_Excerpted text_.
>>>
Have you ever tried catching multiple entities with a net? Whether more than one butterfly, or goldfishes in a pond, or even debris floating at the skimming water’s edge, the act of scooping, trapping and encircling with the tool of a net requires dexterity and unique hand-eye coordination. Then, the one first caught escapes, and the frustration of gain-versus-loss ensues. Is it greed which continues to compel despite the persistence of loss and diminishing return, or sheer stubbornness that we somehow battle against our own interests even when further escape occurs?
Ever the frustration of observing those once caught and get away, and chasing after those very ones we just enmeshed and caged within the netting of this ingenious deployment; and yet we insist.
How does that translate into a specific personality, or the manner in which we carry on in our daily lives? Is going out and catching butterflies with a net the perfect methodology of determining a prospective employee’s “fit or unfit” personality and character for an organization? Does it reveal a side of the person – for example, in the financial sector, or investment banking, if a person approaches the task by catching one, stopping, putting the insect or other entity into a bottle with pre-bored holes for oxygen, then proceeding in a sequential manner and attending to catching the next one, etc., does that tell of a prefatory commensurateness with careful investment strategies?
Or, take the very opposite, where the task is to catch 10 moving entities, and instead of stopping after each one, the future employment prospect goes about madly racing through the tall fields of grass furiously attempting to net the quota of requested numbers, despite imposing no time-frame in the completion of such a task – does that necessarily reveal a personality of lesser caution, of a person who may be rash and imprudent? Does one revelation of acting in a particular context unmask a parallel semblance of reality in another, or do the specific circumstances themselves confine and define within a marginalized mirror?
<<<
_Input data_.
>>>
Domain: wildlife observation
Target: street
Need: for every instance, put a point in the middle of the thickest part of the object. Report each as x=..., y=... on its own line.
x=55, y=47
<<<
_Your tasks_.
- A) Say whether each statement agrees with the essay on netting above. Answer yes or no for each, and quote the words from the essay that decide it.
(i) The task of catching 10 moving entities comes with a set time limit.
(ii) One approach puts the caught insect into a bottle with holes for air.
(iii) Goldfishes in a pond are among the things one might try to net.
- B) Put this sentence from the essay on netting into Spanish: "Have you ever tried catching multiple entities with a net?"
- C) The essay on netting has a sentence that begins "Whether more than one butterfly". List every example of things to catch with a net that this sentence gives.

_Exercise results_.
- A)
(i) No: "despite imposing no time-frame in the completion of such a task"
(ii) Yes: "putting the insect or other entity into a bottle with pre-bored holes for oxygen"
(iii) Yes: "or goldfishes in a pond"

- B) ¿Alguna vez has intentado atrapar varias entidades con una red?

- C)
- more than one butterfly
- goldfishes in a pond
- debris floating at the skimming water's edge